• **Task requirements**: Which lines of the listing below contain the word "wolf"? Copy each of them.

• **Records shown**:
+++++

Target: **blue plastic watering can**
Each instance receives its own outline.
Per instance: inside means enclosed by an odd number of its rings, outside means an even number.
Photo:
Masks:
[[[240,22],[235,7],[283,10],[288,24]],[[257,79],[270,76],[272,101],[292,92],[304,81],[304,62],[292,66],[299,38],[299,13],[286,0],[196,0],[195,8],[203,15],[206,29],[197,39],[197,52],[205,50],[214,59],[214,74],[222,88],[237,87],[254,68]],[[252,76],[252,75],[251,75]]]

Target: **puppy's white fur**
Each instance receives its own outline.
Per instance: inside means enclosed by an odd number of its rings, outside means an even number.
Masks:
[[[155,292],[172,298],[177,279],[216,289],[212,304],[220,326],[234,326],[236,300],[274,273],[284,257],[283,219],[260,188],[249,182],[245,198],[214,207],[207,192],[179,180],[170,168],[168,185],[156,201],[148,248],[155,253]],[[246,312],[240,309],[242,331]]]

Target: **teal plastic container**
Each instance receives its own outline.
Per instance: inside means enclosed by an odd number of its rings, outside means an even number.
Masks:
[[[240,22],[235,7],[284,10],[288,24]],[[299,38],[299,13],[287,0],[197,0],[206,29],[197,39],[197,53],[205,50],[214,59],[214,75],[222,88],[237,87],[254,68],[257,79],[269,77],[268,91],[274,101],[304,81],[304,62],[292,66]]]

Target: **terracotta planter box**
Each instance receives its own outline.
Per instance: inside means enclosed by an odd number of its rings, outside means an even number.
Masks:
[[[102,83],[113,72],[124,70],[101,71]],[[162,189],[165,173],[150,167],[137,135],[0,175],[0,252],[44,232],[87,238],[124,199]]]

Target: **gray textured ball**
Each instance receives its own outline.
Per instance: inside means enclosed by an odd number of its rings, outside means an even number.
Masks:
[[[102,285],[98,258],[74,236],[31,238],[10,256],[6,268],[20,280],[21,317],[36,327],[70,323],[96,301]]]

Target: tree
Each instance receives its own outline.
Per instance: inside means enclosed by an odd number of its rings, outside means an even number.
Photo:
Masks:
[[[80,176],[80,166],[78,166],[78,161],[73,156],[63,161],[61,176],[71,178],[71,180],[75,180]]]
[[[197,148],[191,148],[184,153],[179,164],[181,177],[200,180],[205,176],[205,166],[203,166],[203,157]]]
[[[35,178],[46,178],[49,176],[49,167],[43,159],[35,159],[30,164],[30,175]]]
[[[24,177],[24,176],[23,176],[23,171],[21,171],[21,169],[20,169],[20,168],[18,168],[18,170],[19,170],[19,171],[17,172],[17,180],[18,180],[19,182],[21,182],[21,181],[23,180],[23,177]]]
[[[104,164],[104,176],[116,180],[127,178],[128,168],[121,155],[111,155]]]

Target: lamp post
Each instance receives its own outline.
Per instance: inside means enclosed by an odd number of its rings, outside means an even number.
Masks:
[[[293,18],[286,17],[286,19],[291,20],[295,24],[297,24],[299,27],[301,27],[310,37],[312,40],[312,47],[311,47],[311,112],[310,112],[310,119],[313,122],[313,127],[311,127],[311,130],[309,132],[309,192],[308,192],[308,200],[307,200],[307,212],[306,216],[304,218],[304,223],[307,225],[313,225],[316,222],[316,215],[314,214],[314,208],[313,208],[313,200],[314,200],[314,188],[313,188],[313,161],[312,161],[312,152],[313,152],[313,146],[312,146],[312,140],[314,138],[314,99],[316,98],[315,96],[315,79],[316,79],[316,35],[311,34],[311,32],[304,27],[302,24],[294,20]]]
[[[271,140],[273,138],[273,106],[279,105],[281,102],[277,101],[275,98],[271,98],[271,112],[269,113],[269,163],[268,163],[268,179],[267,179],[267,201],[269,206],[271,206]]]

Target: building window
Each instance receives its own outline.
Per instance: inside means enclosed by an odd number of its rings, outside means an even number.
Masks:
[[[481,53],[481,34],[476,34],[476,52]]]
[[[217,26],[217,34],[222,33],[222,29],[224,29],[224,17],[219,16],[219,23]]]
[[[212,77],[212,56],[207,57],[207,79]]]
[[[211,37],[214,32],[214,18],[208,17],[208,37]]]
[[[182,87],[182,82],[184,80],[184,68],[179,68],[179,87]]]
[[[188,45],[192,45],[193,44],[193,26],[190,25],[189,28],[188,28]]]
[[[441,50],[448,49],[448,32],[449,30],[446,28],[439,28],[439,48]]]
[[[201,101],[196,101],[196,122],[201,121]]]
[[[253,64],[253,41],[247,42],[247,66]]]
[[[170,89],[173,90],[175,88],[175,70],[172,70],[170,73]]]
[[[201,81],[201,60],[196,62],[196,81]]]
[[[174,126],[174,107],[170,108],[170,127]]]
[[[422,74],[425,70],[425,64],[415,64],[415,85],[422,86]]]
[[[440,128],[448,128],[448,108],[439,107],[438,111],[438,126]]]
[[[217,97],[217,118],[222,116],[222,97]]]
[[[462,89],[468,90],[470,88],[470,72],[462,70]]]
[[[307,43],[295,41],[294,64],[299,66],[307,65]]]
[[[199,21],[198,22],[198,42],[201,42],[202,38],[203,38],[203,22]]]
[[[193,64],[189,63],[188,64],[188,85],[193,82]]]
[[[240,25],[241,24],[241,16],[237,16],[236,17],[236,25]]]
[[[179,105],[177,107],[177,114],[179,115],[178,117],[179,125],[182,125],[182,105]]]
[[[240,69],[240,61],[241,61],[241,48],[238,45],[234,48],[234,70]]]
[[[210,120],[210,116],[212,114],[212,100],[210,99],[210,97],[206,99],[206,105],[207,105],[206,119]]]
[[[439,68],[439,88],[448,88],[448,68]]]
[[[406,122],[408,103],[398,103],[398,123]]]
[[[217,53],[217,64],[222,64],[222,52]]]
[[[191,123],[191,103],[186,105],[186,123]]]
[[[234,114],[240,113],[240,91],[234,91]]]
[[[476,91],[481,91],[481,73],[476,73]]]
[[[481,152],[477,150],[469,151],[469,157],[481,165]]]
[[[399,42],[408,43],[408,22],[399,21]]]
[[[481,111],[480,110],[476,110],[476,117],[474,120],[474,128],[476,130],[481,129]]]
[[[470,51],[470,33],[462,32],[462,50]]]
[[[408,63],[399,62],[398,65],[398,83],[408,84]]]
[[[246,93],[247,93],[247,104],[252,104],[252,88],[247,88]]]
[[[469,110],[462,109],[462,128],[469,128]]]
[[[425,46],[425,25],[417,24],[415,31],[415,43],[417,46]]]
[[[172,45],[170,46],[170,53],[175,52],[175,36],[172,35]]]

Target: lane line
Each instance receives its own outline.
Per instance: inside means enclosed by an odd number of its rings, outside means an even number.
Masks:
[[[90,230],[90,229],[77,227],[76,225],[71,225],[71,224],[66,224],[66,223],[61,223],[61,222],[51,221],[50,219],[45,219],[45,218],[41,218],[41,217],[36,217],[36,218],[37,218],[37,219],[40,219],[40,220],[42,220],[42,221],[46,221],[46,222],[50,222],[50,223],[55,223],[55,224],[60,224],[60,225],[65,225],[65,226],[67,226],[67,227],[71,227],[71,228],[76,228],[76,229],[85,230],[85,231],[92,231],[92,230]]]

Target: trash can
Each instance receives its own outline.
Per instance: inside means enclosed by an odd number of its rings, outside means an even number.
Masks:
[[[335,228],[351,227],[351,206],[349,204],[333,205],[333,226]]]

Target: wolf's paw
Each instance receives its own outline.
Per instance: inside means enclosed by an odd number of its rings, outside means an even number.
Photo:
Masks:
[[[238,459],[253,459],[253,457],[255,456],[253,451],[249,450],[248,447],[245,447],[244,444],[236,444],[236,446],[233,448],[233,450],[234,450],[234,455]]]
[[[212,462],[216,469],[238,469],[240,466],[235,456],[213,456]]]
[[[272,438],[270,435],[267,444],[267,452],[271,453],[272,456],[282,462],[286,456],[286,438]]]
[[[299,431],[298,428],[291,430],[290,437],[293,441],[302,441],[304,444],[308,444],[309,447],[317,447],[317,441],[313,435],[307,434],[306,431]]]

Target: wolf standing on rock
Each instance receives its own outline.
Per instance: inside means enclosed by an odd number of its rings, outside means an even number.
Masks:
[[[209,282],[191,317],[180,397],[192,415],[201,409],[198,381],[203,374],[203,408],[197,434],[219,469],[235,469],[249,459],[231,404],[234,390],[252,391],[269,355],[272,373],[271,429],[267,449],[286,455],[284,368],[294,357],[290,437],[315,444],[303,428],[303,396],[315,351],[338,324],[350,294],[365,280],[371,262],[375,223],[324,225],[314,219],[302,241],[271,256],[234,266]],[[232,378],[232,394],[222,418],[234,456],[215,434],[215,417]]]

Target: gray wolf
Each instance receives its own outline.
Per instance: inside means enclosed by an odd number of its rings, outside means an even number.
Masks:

+++++

• **Output**:
Target: wolf's paw
Target: wolf standing on rock
Target: gray wolf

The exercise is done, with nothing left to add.